> [Kutipan Teks]:
____________

23 Juni 2010

let's think..

Kadang terpikir “kok bisa ya ada orang yang setega itu?”. “apa rasa kasih dan takut sudah gak ada di dunia ini?”. “kok bisa gampang banget membunuh seorang anak kecil yang gak berdosa?”.
Kalau kita melihat dan mendengar berita di televisi akhir2 ini mengenai kekerasan, bahkan pembunuhan terhadap anak, membangkitkan emosi kita untuk ikut menghakimi bahkan mengadili. Ya, sadis dan kejam!!anak kecil sebagai individu yang kecil dan lemah selalu menjadi korban nafsu orang dewasa. Dimana letak kesalahan masyarakat kita?apakah didikan dari kecil yang salah, menyebabkan seseorang tumbuh menjadi individu yang berjiwa kejam?atau lingkungan sekitar dimana kita tumbuh menyebabkan kita juga bertumbuh menjadi sama seperti lingkungan yang buruk itu?berarti orangtua dan lingkungan sekitar berperan sangat besar dalam pembentukan individu-individu ini.
Saya tidak melihat dari sisi anak kecil yang menjadi korban,tapi saya ingin menyoroti dari sisi pelaku kekerasan yang kejam ini. Mengapa mereka bisa menjadi individu yang sedemikian kejam,yang tidak bisa berpikir panjang menentukan mana yang baik dan mana yang tidak baik, mana yang benar dan mana yang salah? Yang hanya bisa memuaskan nafsu sesaat dan tidak bisa mengontrol emosi, sehingga harus menyelesaikan masalah dengan MEMUKUL, MEMBAKAR, MENYAKITI, bahkan MEMBUNUH hanya karena ketakutan dan kepanikannya.

____________

> [Tugas Anda]:
[A] Salinlah bagian dari kutipan teks tentang kekerasan terhadap anak, dimulai dari "let's think.." dan diakhiri dengan "pembentukan individu-individu ini.".
[B] Dalam kutipan teks tentang kekerasan terhadap anak, dari sisi siapa penulis ingin menyoroti persoalan tersebut?

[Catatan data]

____________

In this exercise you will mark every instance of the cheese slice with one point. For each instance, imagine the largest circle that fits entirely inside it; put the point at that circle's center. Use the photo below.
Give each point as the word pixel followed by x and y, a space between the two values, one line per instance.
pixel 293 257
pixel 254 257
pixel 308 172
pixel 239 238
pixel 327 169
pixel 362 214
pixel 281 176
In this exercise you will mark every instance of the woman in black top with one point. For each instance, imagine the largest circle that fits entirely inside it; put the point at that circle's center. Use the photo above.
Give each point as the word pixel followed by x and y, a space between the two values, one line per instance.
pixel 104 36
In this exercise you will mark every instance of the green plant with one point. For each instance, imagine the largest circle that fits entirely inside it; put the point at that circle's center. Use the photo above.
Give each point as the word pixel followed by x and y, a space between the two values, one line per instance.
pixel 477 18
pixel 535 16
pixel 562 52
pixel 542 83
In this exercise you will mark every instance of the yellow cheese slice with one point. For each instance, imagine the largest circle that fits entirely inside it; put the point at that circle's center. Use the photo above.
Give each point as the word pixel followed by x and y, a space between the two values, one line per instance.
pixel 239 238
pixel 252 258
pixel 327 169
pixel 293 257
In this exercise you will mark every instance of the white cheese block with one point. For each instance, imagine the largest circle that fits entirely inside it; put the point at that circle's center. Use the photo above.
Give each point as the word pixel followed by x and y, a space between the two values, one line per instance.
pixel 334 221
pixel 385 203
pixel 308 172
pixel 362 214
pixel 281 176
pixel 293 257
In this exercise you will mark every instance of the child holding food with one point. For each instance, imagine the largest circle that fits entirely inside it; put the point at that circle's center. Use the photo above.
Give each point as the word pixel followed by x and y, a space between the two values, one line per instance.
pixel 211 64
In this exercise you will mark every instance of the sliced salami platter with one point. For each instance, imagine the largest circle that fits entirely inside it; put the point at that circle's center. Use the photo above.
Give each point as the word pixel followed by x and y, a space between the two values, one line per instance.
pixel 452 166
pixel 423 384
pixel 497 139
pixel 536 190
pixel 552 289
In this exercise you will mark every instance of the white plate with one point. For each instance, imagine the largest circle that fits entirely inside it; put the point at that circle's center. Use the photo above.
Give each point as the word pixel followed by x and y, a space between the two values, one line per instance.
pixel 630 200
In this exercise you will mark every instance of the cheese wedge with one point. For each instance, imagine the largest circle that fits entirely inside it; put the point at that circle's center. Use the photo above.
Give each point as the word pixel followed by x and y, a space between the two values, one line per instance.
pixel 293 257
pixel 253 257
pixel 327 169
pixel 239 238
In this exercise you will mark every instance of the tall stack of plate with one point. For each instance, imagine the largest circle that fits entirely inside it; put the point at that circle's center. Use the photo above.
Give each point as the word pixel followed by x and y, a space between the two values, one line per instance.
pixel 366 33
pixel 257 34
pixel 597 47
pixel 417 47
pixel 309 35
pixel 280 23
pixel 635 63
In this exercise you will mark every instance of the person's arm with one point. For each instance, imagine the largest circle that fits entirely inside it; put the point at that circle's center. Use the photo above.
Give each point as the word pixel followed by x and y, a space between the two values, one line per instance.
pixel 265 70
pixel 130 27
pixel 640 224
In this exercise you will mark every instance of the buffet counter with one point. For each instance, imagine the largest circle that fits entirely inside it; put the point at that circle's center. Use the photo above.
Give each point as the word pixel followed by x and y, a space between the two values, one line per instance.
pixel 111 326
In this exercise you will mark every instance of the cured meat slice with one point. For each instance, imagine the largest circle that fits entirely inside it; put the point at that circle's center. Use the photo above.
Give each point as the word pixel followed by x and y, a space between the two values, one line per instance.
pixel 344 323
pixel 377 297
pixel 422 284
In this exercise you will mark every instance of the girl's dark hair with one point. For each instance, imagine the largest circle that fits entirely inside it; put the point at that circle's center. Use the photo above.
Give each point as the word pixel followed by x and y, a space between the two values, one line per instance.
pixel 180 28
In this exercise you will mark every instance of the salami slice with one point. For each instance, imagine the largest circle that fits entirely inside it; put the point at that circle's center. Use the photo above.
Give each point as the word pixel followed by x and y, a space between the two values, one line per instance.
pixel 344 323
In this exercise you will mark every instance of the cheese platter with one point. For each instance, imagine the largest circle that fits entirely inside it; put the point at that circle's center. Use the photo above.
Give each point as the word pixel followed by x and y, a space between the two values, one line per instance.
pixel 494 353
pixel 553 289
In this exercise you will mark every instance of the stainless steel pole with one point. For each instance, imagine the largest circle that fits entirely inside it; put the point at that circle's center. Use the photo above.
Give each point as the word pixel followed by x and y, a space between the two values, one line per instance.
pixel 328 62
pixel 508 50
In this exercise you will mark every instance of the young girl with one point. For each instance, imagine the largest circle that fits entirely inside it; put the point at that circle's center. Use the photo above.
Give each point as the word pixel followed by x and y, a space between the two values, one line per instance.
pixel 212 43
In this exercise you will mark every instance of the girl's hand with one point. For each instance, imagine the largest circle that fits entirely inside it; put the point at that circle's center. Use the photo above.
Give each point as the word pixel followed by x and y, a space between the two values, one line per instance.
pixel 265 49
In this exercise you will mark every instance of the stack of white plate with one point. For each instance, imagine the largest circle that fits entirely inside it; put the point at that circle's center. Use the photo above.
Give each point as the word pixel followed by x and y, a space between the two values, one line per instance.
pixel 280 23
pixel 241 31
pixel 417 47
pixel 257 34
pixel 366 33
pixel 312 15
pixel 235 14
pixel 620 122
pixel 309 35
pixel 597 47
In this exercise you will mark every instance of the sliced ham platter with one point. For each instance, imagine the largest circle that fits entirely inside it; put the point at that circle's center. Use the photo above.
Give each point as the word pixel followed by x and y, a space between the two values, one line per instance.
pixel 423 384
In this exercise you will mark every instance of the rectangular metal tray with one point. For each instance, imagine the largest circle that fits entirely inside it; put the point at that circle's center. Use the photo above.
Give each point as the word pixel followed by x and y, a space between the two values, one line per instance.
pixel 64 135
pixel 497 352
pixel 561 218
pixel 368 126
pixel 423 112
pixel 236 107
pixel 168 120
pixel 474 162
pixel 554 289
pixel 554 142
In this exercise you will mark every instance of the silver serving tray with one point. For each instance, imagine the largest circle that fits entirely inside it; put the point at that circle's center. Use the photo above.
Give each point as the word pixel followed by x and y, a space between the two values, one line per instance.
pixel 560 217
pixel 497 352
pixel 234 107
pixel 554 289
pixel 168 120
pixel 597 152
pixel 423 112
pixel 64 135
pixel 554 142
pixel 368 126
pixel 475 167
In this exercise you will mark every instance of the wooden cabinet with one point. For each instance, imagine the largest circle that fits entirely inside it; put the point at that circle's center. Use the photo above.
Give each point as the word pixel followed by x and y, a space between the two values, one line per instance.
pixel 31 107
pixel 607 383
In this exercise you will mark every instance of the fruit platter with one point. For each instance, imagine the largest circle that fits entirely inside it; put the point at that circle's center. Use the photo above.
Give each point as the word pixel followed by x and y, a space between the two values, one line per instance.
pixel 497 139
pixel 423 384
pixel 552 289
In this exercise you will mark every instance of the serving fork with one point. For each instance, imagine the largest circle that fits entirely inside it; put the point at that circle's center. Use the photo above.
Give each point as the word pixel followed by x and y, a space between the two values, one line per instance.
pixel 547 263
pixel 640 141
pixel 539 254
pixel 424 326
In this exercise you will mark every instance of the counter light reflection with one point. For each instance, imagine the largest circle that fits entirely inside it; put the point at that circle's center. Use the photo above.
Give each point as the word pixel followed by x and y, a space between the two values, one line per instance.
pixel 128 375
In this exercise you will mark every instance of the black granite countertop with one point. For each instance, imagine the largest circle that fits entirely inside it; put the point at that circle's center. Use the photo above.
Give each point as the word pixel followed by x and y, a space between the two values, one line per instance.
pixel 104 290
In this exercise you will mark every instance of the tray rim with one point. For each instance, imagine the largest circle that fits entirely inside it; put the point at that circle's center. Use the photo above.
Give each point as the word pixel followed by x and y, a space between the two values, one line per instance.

____________

> [Hasil Latihan]:
[A]
let's think..

Kadang terpikir “kok bisa ya ada orang yang setega itu?”. “apa rasa kasih dan takut sudah gak ada di dunia ini?”. “kok bisa gampang banget membunuh seorang anak kecil yang gak berdosa?”.
Kalau kita melihat dan mendengar berita di televisi akhir2 ini mengenai kekerasan, bahkan pembunuhan terhadap anak, membangkitkan emosi kita untuk ikut menghakimi bahkan mengadili. Ya, sadis dan kejam!!anak kecil sebagai individu yang kecil dan lemah selalu menjadi korban nafsu orang dewasa. Dimana letak kesalahan masyarakat kita?apakah didikan dari kecil yang salah, menyebabkan seseorang tumbuh menjadi individu yang berjiwa kejam?atau lingkungan sekitar dimana kita tumbuh menyebabkan kita juga bertumbuh menjadi sama seperti lingkungan yang buruk itu?berarti orangtua dan lingkungan sekitar berperan sangat besar dalam pembentukan individu-individu ini.

[B] Dari sisi pelaku kekerasan yang kejam, bukan dari sisi anak kecil yang menjadi korban.